Please print each of the entries below exactly.

-- Opening Marker --

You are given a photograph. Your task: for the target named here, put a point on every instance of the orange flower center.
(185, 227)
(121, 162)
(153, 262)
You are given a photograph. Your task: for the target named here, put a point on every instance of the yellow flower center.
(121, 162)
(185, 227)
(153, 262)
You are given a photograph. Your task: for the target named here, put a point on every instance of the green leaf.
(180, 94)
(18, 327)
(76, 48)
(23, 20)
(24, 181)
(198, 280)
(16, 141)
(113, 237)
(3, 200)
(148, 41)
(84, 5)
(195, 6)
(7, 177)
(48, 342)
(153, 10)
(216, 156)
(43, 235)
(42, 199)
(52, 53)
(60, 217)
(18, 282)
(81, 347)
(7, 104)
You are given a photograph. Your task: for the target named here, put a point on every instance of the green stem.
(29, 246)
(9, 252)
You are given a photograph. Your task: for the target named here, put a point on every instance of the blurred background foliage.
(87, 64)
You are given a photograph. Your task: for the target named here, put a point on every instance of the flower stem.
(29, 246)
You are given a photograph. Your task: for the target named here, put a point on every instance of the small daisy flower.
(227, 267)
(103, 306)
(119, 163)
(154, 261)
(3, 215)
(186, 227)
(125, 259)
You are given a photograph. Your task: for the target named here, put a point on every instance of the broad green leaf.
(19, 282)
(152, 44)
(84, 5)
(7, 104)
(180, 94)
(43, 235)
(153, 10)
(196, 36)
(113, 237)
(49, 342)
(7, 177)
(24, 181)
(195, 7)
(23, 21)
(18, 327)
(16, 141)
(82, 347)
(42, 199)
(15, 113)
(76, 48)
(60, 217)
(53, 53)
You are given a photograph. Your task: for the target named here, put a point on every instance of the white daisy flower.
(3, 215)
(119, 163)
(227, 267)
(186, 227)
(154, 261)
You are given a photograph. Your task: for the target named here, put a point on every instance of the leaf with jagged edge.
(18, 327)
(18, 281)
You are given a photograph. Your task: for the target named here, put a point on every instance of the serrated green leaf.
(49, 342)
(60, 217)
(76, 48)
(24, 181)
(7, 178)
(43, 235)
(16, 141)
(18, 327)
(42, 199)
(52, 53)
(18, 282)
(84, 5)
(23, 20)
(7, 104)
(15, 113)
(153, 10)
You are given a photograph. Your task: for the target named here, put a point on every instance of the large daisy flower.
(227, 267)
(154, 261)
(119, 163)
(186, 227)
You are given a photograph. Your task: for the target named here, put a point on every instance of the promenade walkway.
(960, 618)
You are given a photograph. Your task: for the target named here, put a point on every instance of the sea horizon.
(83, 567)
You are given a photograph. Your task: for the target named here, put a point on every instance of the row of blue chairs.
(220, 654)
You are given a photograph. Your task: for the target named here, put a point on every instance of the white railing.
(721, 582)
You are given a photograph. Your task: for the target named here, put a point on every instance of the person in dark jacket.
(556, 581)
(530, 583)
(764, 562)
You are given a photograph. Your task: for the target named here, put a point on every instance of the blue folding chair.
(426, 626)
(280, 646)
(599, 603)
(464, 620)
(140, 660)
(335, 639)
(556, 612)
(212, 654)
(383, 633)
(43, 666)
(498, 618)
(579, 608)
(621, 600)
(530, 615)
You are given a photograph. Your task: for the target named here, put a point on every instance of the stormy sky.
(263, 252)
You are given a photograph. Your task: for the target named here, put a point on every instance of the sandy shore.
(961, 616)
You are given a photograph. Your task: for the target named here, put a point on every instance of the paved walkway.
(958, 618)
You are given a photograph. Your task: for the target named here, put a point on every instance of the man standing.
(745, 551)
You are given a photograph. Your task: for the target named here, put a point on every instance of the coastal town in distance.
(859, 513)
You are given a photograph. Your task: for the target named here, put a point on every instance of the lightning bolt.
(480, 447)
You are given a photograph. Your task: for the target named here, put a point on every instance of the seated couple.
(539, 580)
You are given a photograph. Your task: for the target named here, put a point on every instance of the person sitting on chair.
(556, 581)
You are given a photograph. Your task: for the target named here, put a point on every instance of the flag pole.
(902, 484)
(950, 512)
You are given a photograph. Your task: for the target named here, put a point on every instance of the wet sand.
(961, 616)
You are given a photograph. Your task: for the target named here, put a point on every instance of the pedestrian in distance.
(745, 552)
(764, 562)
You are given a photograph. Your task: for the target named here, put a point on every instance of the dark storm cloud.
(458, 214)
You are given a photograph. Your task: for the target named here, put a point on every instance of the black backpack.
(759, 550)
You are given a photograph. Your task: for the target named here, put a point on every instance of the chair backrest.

-- Closing Marker --

■ OUTPUT:
You are given a photograph. Your task: for the target named here, put a point on every instance of the orange flower center.
(185, 227)
(121, 162)
(153, 262)
You are given a photograph. Your task: for the target named here, put a point on every instance of the yellow flower center.
(121, 162)
(185, 227)
(153, 262)
You are given a photograph. Your task: for the target named here, put a point on every instance of the green leaf.
(180, 94)
(18, 327)
(76, 48)
(23, 20)
(24, 181)
(198, 280)
(16, 141)
(113, 237)
(3, 200)
(148, 41)
(84, 5)
(195, 6)
(7, 177)
(48, 342)
(153, 10)
(216, 156)
(43, 235)
(42, 199)
(52, 53)
(60, 217)
(18, 282)
(81, 347)
(7, 104)
You are given a photograph. Your task: for the target named here, put a point on every instance of the green stem.
(29, 246)
(9, 252)
You are given a photograph. Your task: for the target named here, put a point on every instance of the blurred background foliage.
(87, 64)
You are given a photograph. Your task: for the target named here, put a point on every instance of the flower stem.
(29, 246)
You are given a photograph. Your task: for the target named here, put a point on every instance of the small daisy flower.
(227, 267)
(103, 306)
(119, 163)
(154, 261)
(3, 215)
(186, 227)
(125, 259)
You are given a photograph. Your task: for the target named here, put a point on every instance of the broad green leaf.
(19, 282)
(152, 44)
(84, 5)
(7, 104)
(180, 94)
(43, 235)
(153, 10)
(196, 36)
(113, 237)
(49, 342)
(7, 177)
(24, 181)
(195, 7)
(23, 21)
(18, 327)
(16, 141)
(82, 347)
(42, 199)
(15, 113)
(76, 48)
(60, 217)
(53, 53)
You are given a photograph. Your task: for the target named here, put a point on every instance of the white daisy flower.
(3, 215)
(119, 163)
(227, 267)
(186, 227)
(154, 261)
You are given a photograph. Your task: for the target named here, put a point on every instance of the leaf with jagged edge.
(18, 327)
(18, 281)
You are given a photograph. Your task: for the target named here, put a point on every instance of the serrated green leaf.
(49, 342)
(60, 217)
(76, 48)
(24, 181)
(7, 178)
(43, 235)
(16, 141)
(18, 327)
(42, 199)
(52, 53)
(18, 282)
(84, 5)
(23, 20)
(7, 104)
(15, 113)
(153, 10)
You are given a photograph. Your task: for the target named here, put a point on every instance of the large daisy flower.
(227, 267)
(154, 261)
(119, 163)
(186, 227)
You are given a photograph. Your task: for the target named here, put a point on every instance of the promenade walkway.
(960, 618)
You are given a photograph. Your task: for the target named here, put a point on every instance of the sea horizon.
(83, 567)
You are given a photograph. Your task: for the target named here, put a point on every instance of the row of blue chairs.
(220, 654)
You are given a photograph. Your task: for the target named here, put a point on every instance of the white railing.
(721, 582)
You are given a photograph. Your task: for the target named here, put a point on every instance of the person in dark jacket.
(556, 581)
(530, 583)
(764, 562)
You are given a photograph. Your task: for the target named here, put a point on every instance of the blue folding chair.
(426, 626)
(280, 646)
(599, 603)
(464, 620)
(140, 660)
(335, 639)
(556, 612)
(212, 654)
(383, 633)
(43, 666)
(498, 618)
(579, 608)
(621, 600)
(530, 615)
You are given a photograph. Your task: for the target named here, put a point on every instance of the stormy sky.
(263, 252)
You are given a photograph. Your task: for the target named here, put a point on every instance of the sandy shore.
(961, 616)
You are given a photograph. Your task: for the target named here, put a point on every instance of the paved walkway.
(958, 618)
You are given a photograph. Your task: for the target named here, put a point on every instance of the man standing.
(745, 551)
You are given a photograph. Your task: for the target named here, put a point on every instance of the coastal town in distance.
(859, 513)
You are given a photograph. Your task: for the target named here, put a point on every instance of the lightning bolt.
(480, 447)
You are given a photograph. Your task: for the target named here, put a point on every instance of the seated couple.
(539, 580)
You are given a photograph. Your task: for the target named here, put a point on every instance of the person sitting on chair.
(556, 581)
You are given a photograph. Your task: for the target named here, put a point on every instance of the flag pole.
(902, 484)
(950, 512)
You are given a photograph. Your task: for the target named here, put a point on every instance of the wet sand.
(961, 616)
You are given a photograph. Your task: for the target named here, put a point on every instance of the pedestrian in distance.
(745, 552)
(764, 562)
You are given a photograph. Your task: for the target named here, put a point on every instance of the dark storm cloud.
(458, 214)
You are given a photograph. Your task: for the target named here, put a point on every instance of the black backpack.
(759, 550)
You are given a photograph. Your task: for the target named here, put a point on every instance of the chair backrest.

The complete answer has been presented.